# START OF EXERCISE INPUT

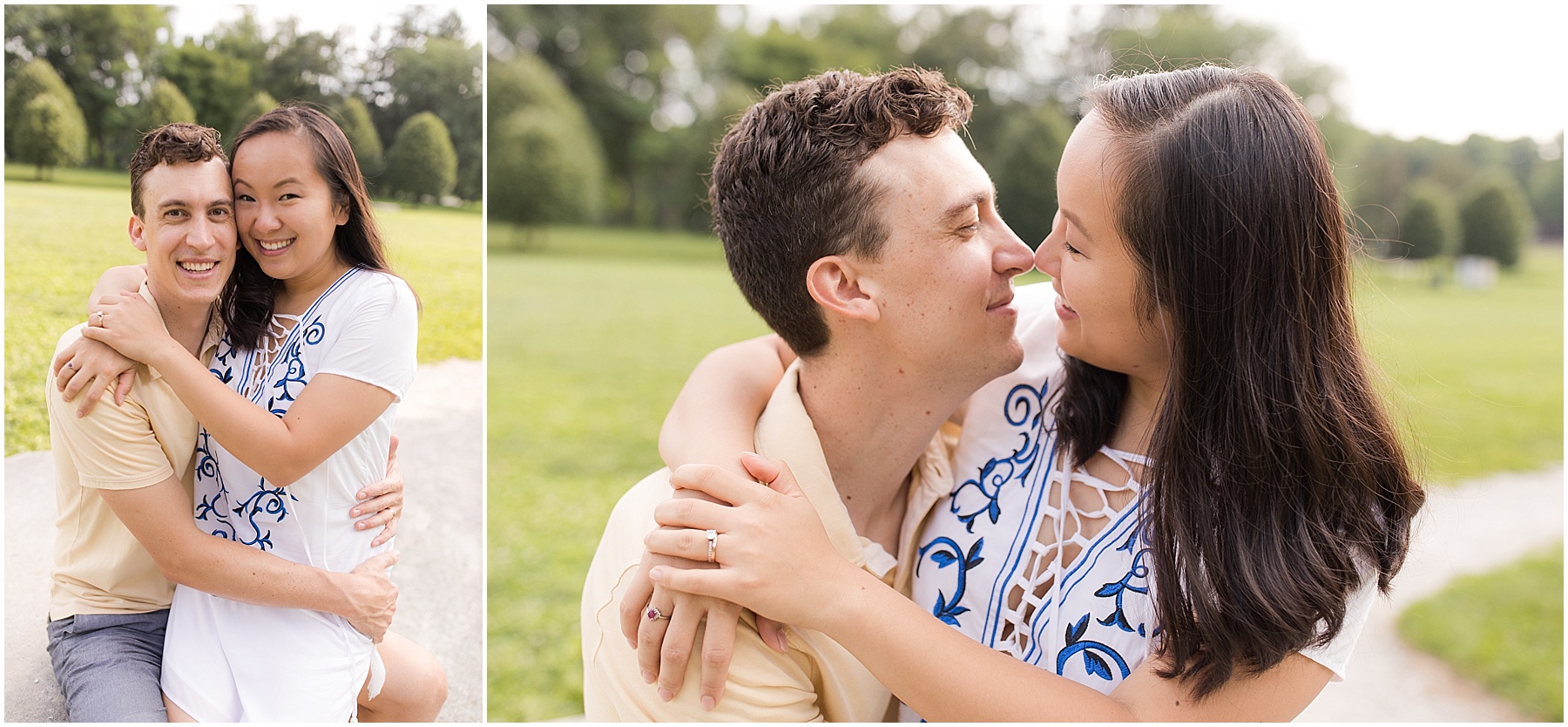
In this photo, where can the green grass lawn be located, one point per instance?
(585, 354)
(591, 333)
(1474, 376)
(60, 236)
(1503, 630)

# END OF EXERCISE INPUT

* AIM
Write out every line of the material above word for word, but leave out the pictures.

* RESULT FOR THIS EXERCISE
In this photo, where can the green grass lawn be located, one point per instance?
(585, 354)
(591, 333)
(1474, 376)
(60, 236)
(1503, 630)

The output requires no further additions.